■ WORK TO COMPLETE:
Copy everything from the line containing "Where can the collar" down to the end of the material, requests included, and offset every coordinate in the answers by adding 106 to it. Leave the pictures out.

■ AVAILABLE DATA:
------------------------------------

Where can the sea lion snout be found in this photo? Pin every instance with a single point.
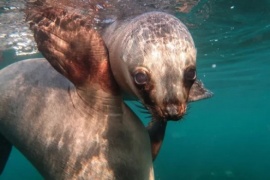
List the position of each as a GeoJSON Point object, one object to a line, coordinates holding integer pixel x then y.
{"type": "Point", "coordinates": [174, 112]}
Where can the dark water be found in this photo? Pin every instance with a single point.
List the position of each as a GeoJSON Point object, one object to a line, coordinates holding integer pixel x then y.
{"type": "Point", "coordinates": [226, 137]}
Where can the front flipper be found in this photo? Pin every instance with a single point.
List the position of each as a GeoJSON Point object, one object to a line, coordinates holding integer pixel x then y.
{"type": "Point", "coordinates": [156, 130]}
{"type": "Point", "coordinates": [5, 149]}
{"type": "Point", "coordinates": [72, 46]}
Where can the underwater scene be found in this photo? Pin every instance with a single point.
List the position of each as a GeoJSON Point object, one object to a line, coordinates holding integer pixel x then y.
{"type": "Point", "coordinates": [225, 137]}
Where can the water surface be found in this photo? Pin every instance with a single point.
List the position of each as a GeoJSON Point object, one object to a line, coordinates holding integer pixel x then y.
{"type": "Point", "coordinates": [227, 136]}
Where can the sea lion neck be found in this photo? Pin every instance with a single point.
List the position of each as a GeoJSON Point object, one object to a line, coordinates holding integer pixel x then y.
{"type": "Point", "coordinates": [89, 100]}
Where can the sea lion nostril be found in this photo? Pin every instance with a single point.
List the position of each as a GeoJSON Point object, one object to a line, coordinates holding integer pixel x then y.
{"type": "Point", "coordinates": [172, 110]}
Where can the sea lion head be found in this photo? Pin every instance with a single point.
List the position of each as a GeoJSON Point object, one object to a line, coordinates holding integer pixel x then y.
{"type": "Point", "coordinates": [153, 57]}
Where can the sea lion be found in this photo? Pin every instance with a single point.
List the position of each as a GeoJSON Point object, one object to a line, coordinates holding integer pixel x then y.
{"type": "Point", "coordinates": [75, 125]}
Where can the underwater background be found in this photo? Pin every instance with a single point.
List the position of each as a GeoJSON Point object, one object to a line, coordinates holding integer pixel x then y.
{"type": "Point", "coordinates": [226, 137]}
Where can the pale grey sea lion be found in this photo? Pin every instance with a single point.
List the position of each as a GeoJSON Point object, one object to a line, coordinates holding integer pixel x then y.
{"type": "Point", "coordinates": [76, 126]}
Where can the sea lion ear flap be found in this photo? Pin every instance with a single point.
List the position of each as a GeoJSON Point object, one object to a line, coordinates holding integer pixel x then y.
{"type": "Point", "coordinates": [198, 92]}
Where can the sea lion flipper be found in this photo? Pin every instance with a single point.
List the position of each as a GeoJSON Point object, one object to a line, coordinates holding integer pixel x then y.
{"type": "Point", "coordinates": [71, 45]}
{"type": "Point", "coordinates": [5, 149]}
{"type": "Point", "coordinates": [198, 92]}
{"type": "Point", "coordinates": [156, 130]}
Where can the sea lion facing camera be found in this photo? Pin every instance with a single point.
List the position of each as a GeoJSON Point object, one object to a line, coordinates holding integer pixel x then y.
{"type": "Point", "coordinates": [75, 125]}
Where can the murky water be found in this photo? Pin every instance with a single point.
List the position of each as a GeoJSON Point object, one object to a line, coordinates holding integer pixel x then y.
{"type": "Point", "coordinates": [227, 136]}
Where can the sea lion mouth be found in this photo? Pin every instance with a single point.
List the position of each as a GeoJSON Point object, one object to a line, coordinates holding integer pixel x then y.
{"type": "Point", "coordinates": [169, 113]}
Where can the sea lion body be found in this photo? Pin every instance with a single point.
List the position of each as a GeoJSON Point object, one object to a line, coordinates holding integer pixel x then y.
{"type": "Point", "coordinates": [75, 125]}
{"type": "Point", "coordinates": [42, 114]}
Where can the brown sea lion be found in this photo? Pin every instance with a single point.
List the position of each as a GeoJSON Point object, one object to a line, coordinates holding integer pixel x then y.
{"type": "Point", "coordinates": [75, 125]}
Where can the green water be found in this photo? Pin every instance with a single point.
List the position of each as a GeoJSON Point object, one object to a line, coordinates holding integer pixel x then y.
{"type": "Point", "coordinates": [226, 137]}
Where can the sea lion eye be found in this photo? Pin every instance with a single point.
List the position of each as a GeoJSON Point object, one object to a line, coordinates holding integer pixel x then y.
{"type": "Point", "coordinates": [140, 77]}
{"type": "Point", "coordinates": [190, 74]}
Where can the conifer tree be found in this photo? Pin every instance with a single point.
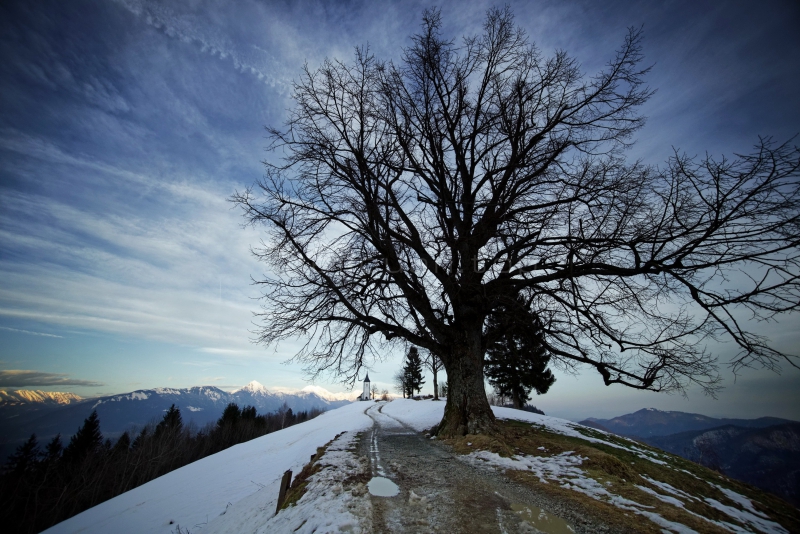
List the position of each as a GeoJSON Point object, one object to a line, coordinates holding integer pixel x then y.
{"type": "Point", "coordinates": [123, 444]}
{"type": "Point", "coordinates": [516, 362]}
{"type": "Point", "coordinates": [230, 416]}
{"type": "Point", "coordinates": [413, 372]}
{"type": "Point", "coordinates": [172, 422]}
{"type": "Point", "coordinates": [87, 440]}
{"type": "Point", "coordinates": [53, 449]}
{"type": "Point", "coordinates": [25, 458]}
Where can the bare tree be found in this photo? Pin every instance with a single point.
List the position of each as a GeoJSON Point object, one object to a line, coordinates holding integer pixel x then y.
{"type": "Point", "coordinates": [433, 364]}
{"type": "Point", "coordinates": [416, 198]}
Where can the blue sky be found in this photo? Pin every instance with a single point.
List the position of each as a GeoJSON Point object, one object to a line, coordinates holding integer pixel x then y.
{"type": "Point", "coordinates": [126, 125]}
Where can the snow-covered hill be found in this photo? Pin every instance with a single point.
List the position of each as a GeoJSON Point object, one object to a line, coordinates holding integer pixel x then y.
{"type": "Point", "coordinates": [236, 490]}
{"type": "Point", "coordinates": [26, 396]}
{"type": "Point", "coordinates": [118, 413]}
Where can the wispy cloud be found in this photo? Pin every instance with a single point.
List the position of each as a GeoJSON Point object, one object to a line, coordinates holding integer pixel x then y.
{"type": "Point", "coordinates": [19, 331]}
{"type": "Point", "coordinates": [24, 378]}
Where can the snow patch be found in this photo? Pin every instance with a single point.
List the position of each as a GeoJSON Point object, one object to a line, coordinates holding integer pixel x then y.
{"type": "Point", "coordinates": [201, 491]}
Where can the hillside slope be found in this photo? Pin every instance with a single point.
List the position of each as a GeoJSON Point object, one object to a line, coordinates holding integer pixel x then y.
{"type": "Point", "coordinates": [651, 422]}
{"type": "Point", "coordinates": [768, 458]}
{"type": "Point", "coordinates": [628, 485]}
{"type": "Point", "coordinates": [199, 405]}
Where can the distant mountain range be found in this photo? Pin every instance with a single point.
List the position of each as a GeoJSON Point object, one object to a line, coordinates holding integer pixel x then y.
{"type": "Point", "coordinates": [23, 412]}
{"type": "Point", "coordinates": [23, 396]}
{"type": "Point", "coordinates": [764, 452]}
{"type": "Point", "coordinates": [651, 422]}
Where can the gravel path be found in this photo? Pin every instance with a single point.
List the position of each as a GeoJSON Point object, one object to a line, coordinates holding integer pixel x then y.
{"type": "Point", "coordinates": [440, 493]}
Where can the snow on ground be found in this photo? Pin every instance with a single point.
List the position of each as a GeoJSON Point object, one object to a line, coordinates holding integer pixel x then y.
{"type": "Point", "coordinates": [194, 495]}
{"type": "Point", "coordinates": [326, 506]}
{"type": "Point", "coordinates": [236, 490]}
{"type": "Point", "coordinates": [564, 469]}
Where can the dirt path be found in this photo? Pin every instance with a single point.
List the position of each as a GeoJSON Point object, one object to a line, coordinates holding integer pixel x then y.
{"type": "Point", "coordinates": [440, 493]}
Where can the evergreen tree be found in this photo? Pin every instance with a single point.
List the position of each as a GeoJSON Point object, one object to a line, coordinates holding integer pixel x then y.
{"type": "Point", "coordinates": [25, 458]}
{"type": "Point", "coordinates": [87, 440]}
{"type": "Point", "coordinates": [413, 372]}
{"type": "Point", "coordinates": [172, 423]}
{"type": "Point", "coordinates": [231, 415]}
{"type": "Point", "coordinates": [53, 449]}
{"type": "Point", "coordinates": [516, 362]}
{"type": "Point", "coordinates": [140, 440]}
{"type": "Point", "coordinates": [123, 444]}
{"type": "Point", "coordinates": [249, 413]}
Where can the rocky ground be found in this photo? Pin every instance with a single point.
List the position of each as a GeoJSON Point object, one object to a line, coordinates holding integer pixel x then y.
{"type": "Point", "coordinates": [439, 493]}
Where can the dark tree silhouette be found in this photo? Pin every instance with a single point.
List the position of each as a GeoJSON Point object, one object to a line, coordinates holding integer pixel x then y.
{"type": "Point", "coordinates": [516, 361]}
{"type": "Point", "coordinates": [412, 371]}
{"type": "Point", "coordinates": [25, 458]}
{"type": "Point", "coordinates": [434, 364]}
{"type": "Point", "coordinates": [53, 449]}
{"type": "Point", "coordinates": [172, 423]}
{"type": "Point", "coordinates": [400, 382]}
{"type": "Point", "coordinates": [415, 198]}
{"type": "Point", "coordinates": [85, 441]}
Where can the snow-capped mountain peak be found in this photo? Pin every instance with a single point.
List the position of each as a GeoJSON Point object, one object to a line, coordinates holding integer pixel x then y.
{"type": "Point", "coordinates": [253, 387]}
{"type": "Point", "coordinates": [327, 395]}
{"type": "Point", "coordinates": [23, 396]}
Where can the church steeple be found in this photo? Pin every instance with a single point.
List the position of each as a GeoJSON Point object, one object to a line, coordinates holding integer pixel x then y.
{"type": "Point", "coordinates": [365, 395]}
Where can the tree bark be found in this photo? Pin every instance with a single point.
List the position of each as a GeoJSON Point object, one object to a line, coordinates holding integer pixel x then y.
{"type": "Point", "coordinates": [467, 410]}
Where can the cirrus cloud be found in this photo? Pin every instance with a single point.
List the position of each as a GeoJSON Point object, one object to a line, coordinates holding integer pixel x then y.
{"type": "Point", "coordinates": [25, 378]}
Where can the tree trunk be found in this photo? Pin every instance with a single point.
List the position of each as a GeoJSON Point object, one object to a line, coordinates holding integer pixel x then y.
{"type": "Point", "coordinates": [467, 410]}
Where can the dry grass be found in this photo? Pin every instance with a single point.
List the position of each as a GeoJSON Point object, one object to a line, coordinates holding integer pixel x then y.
{"type": "Point", "coordinates": [620, 471]}
{"type": "Point", "coordinates": [301, 480]}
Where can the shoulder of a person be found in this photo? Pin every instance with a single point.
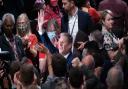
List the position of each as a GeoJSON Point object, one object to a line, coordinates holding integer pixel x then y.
{"type": "Point", "coordinates": [80, 12]}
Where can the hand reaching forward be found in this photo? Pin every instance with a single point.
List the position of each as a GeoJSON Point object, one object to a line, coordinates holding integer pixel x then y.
{"type": "Point", "coordinates": [41, 20]}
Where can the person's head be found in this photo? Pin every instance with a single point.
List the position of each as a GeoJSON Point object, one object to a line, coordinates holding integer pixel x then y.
{"type": "Point", "coordinates": [115, 78]}
{"type": "Point", "coordinates": [107, 19]}
{"type": "Point", "coordinates": [91, 47]}
{"type": "Point", "coordinates": [97, 36]}
{"type": "Point", "coordinates": [89, 62]}
{"type": "Point", "coordinates": [54, 2]}
{"type": "Point", "coordinates": [59, 65]}
{"type": "Point", "coordinates": [65, 43]}
{"type": "Point", "coordinates": [26, 74]}
{"type": "Point", "coordinates": [23, 24]}
{"type": "Point", "coordinates": [8, 23]}
{"type": "Point", "coordinates": [76, 77]}
{"type": "Point", "coordinates": [53, 29]}
{"type": "Point", "coordinates": [69, 5]}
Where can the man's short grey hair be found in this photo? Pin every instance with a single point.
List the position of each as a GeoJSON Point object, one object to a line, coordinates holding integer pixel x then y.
{"type": "Point", "coordinates": [115, 77]}
{"type": "Point", "coordinates": [10, 15]}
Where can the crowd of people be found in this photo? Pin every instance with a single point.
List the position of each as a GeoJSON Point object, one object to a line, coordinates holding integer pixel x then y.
{"type": "Point", "coordinates": [63, 44]}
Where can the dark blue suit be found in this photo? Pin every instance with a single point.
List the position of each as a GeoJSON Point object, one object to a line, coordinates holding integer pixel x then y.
{"type": "Point", "coordinates": [84, 22]}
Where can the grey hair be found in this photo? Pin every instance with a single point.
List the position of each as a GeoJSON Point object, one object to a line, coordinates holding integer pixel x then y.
{"type": "Point", "coordinates": [10, 15]}
{"type": "Point", "coordinates": [115, 77]}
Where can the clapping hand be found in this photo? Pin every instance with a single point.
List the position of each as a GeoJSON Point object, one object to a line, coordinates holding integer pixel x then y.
{"type": "Point", "coordinates": [41, 20]}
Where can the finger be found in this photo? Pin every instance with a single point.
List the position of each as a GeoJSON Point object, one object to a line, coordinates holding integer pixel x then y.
{"type": "Point", "coordinates": [80, 42]}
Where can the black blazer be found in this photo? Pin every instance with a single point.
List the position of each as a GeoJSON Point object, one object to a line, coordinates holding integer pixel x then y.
{"type": "Point", "coordinates": [5, 46]}
{"type": "Point", "coordinates": [84, 22]}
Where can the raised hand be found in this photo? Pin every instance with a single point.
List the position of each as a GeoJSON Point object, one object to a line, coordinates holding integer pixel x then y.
{"type": "Point", "coordinates": [41, 20]}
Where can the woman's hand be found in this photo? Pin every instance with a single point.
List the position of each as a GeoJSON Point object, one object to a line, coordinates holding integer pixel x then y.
{"type": "Point", "coordinates": [41, 20]}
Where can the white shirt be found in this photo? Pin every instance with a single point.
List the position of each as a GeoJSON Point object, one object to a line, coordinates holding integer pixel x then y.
{"type": "Point", "coordinates": [66, 56]}
{"type": "Point", "coordinates": [73, 25]}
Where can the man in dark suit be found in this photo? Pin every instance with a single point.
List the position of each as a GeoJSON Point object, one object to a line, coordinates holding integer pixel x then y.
{"type": "Point", "coordinates": [119, 8]}
{"type": "Point", "coordinates": [9, 42]}
{"type": "Point", "coordinates": [75, 19]}
{"type": "Point", "coordinates": [65, 46]}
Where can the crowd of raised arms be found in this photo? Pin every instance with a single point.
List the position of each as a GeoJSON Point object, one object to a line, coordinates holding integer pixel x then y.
{"type": "Point", "coordinates": [63, 44]}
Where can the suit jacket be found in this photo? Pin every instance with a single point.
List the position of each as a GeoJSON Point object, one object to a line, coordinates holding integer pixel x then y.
{"type": "Point", "coordinates": [119, 8]}
{"type": "Point", "coordinates": [84, 22]}
{"type": "Point", "coordinates": [5, 46]}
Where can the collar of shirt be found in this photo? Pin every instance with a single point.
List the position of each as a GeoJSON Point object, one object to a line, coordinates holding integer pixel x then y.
{"type": "Point", "coordinates": [65, 56]}
{"type": "Point", "coordinates": [74, 13]}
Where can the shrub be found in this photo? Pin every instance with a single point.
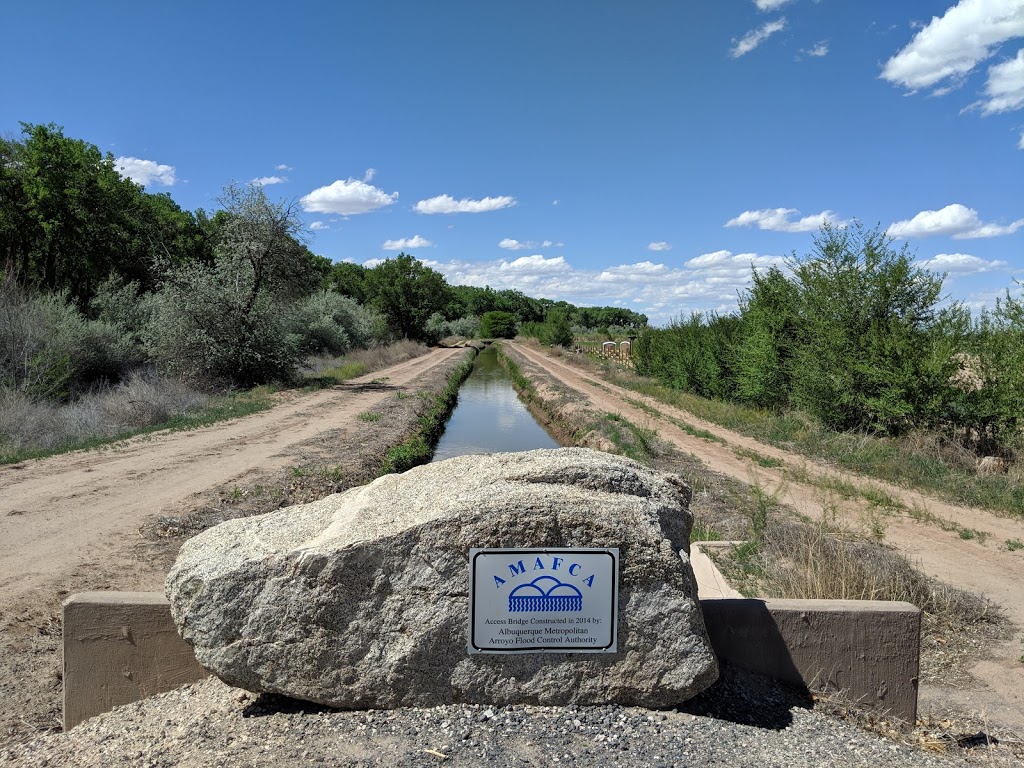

------------------------------------

■ WRITTEN REPLY:
Where can the collar of shirt be found in this photo? Pin every instance with a single point.
List the position of each as a GeoJSON Point object, one object to a line, coordinates holding integer pixel x then y.
{"type": "Point", "coordinates": [171, 162]}
{"type": "Point", "coordinates": [180, 119]}
Where can the shrub be found in this photo? Pin every instance with a single point.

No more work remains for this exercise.